Top of Recorded information

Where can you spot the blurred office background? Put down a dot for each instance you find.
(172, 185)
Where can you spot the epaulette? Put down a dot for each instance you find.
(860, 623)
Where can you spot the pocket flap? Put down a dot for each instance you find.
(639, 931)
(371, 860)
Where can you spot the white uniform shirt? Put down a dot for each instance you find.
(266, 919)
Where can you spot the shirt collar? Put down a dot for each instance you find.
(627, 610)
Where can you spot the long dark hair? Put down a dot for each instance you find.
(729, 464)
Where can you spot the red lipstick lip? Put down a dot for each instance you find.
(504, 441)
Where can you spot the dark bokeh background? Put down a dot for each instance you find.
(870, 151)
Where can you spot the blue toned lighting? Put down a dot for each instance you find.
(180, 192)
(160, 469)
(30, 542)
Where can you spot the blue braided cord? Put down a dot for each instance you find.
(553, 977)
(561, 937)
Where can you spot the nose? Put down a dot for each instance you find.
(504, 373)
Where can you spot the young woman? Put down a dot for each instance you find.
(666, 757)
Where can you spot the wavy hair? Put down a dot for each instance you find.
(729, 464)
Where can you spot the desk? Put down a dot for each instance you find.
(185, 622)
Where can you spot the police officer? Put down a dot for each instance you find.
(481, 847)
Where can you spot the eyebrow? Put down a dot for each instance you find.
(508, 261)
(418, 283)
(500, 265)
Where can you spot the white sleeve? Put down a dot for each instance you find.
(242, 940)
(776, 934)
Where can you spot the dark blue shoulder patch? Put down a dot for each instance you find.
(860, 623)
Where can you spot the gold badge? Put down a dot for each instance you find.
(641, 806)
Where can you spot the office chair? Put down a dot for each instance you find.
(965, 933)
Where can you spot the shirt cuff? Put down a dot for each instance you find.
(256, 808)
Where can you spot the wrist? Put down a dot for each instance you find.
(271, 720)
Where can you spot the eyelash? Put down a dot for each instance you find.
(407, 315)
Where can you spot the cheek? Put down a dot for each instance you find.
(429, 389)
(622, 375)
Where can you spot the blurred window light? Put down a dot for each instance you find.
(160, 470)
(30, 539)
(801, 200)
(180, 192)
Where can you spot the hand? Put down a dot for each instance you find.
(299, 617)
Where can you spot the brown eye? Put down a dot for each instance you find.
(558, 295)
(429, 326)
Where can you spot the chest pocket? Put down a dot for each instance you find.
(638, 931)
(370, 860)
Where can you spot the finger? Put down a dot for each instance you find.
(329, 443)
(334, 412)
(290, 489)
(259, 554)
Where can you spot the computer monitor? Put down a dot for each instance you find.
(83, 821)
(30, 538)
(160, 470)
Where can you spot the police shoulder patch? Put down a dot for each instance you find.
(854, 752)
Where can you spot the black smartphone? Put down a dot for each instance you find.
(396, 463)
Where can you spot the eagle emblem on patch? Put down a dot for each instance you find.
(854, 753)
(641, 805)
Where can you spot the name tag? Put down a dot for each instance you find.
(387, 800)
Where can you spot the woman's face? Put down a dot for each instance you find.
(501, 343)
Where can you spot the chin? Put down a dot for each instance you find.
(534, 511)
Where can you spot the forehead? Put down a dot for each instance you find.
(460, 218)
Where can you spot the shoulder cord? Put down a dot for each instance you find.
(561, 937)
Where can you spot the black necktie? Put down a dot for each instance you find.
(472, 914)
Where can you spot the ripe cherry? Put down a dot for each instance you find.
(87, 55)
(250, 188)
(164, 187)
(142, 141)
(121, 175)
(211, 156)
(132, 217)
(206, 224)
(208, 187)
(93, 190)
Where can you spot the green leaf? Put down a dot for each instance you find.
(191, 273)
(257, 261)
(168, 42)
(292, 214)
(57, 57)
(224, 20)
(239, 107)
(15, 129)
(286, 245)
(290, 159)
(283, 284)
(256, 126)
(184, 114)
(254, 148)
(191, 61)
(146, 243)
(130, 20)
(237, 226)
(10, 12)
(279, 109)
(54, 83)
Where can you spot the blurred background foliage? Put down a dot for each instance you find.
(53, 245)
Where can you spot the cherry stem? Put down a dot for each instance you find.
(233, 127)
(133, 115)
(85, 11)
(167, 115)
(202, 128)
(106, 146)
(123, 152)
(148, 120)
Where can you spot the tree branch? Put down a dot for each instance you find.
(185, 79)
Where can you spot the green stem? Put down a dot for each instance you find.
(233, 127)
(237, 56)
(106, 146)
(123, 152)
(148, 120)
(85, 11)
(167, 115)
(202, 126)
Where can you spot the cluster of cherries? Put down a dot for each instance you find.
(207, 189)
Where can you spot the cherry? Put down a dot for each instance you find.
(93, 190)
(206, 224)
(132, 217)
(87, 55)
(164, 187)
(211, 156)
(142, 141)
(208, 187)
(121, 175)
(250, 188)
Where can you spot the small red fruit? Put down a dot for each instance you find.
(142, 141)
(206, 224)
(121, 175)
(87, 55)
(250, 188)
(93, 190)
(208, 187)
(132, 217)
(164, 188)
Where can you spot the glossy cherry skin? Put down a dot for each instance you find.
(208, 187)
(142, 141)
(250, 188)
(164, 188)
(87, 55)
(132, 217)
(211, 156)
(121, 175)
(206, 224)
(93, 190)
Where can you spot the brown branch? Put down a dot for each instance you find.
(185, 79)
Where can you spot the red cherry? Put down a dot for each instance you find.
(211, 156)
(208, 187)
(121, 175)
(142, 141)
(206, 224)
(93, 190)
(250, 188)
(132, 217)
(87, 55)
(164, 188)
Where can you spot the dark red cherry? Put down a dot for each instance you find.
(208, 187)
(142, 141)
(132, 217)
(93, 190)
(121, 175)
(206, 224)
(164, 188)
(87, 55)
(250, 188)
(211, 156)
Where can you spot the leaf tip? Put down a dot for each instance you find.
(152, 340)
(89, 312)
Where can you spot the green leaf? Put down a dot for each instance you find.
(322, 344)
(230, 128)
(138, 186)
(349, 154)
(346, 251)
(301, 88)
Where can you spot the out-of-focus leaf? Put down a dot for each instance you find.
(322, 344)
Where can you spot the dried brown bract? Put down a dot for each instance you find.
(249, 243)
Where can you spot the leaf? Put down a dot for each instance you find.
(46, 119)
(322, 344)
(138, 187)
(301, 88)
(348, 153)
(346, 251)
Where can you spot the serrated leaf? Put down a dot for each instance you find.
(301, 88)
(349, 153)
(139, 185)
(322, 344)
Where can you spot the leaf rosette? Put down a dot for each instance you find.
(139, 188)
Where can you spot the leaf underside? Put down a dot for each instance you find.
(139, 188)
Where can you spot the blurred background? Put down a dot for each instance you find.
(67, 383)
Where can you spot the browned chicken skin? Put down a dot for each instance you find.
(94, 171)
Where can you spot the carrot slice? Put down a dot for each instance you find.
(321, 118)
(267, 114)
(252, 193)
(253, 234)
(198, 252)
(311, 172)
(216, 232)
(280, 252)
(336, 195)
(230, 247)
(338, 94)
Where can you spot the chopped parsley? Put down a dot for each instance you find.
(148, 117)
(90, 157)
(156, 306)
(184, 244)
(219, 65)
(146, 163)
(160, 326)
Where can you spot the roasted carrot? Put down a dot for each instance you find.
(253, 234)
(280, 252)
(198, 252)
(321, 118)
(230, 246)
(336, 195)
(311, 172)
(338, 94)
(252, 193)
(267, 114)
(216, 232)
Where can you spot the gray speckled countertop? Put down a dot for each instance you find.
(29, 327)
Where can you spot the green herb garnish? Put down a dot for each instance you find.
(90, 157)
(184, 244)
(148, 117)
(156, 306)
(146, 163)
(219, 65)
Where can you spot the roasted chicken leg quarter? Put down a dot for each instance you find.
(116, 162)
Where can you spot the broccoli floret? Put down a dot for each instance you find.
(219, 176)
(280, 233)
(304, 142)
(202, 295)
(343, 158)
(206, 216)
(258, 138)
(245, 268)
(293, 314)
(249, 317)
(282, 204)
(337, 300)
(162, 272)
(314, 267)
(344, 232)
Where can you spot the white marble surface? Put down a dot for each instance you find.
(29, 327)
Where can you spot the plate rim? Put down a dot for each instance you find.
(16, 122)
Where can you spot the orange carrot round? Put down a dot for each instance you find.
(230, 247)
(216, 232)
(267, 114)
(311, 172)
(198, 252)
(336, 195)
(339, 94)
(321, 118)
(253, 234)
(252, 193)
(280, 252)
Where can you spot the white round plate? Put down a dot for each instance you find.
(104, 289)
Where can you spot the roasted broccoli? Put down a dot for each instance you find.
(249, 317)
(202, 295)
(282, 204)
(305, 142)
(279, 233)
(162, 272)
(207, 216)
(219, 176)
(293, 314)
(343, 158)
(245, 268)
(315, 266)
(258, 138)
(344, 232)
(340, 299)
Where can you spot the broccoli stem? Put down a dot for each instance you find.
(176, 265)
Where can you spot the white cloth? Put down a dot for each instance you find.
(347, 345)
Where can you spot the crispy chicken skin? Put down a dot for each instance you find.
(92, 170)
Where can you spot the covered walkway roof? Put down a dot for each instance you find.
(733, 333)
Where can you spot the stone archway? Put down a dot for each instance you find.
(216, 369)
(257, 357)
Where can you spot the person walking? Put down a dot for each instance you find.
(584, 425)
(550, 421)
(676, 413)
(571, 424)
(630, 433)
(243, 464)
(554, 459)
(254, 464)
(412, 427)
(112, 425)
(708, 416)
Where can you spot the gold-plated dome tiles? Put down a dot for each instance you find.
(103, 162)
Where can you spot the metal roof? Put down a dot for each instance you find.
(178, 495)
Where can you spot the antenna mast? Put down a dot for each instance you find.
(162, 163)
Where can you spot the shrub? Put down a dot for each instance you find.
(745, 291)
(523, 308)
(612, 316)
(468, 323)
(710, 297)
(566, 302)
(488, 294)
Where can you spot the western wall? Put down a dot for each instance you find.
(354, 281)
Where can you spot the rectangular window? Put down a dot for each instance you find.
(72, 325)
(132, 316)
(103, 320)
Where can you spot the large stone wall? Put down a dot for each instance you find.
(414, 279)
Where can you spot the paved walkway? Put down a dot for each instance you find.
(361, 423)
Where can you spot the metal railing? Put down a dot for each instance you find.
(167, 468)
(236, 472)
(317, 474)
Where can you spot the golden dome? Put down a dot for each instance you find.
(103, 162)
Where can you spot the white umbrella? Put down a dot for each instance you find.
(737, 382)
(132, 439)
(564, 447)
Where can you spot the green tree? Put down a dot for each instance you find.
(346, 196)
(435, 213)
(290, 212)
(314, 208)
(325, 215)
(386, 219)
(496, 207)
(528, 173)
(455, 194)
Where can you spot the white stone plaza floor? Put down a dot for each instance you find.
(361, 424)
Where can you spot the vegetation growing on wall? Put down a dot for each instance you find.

Bottom of Recorded information

▶ [What you are asked to do] Every line from the one that contains "Where can you spot the paved" down to and including the last line of the records above must be set down exactly, with nothing else.

▶ [Answer for the task]
Where can you spot the paved walkway? Put down a dot for each instance you find.
(361, 423)
Where can you spot the metal railing? Put down a dot for each instance you find.
(167, 468)
(236, 472)
(317, 474)
Where can you spot the golden dome? Put down a dot for each instance you find.
(103, 162)
Where can you spot the white umbrella? Put down a dot for each instance you find.
(737, 382)
(132, 439)
(564, 447)
Where can you spot the green tree? Put down a dot for each instance you find.
(346, 196)
(435, 213)
(290, 212)
(314, 208)
(325, 215)
(386, 219)
(496, 207)
(528, 173)
(455, 194)
Where can you spot the white stone plaza floor? Put down a dot for each instance you find.
(361, 424)
Where can you spot the vegetation growing on wall? Put down a dot for each instance you find.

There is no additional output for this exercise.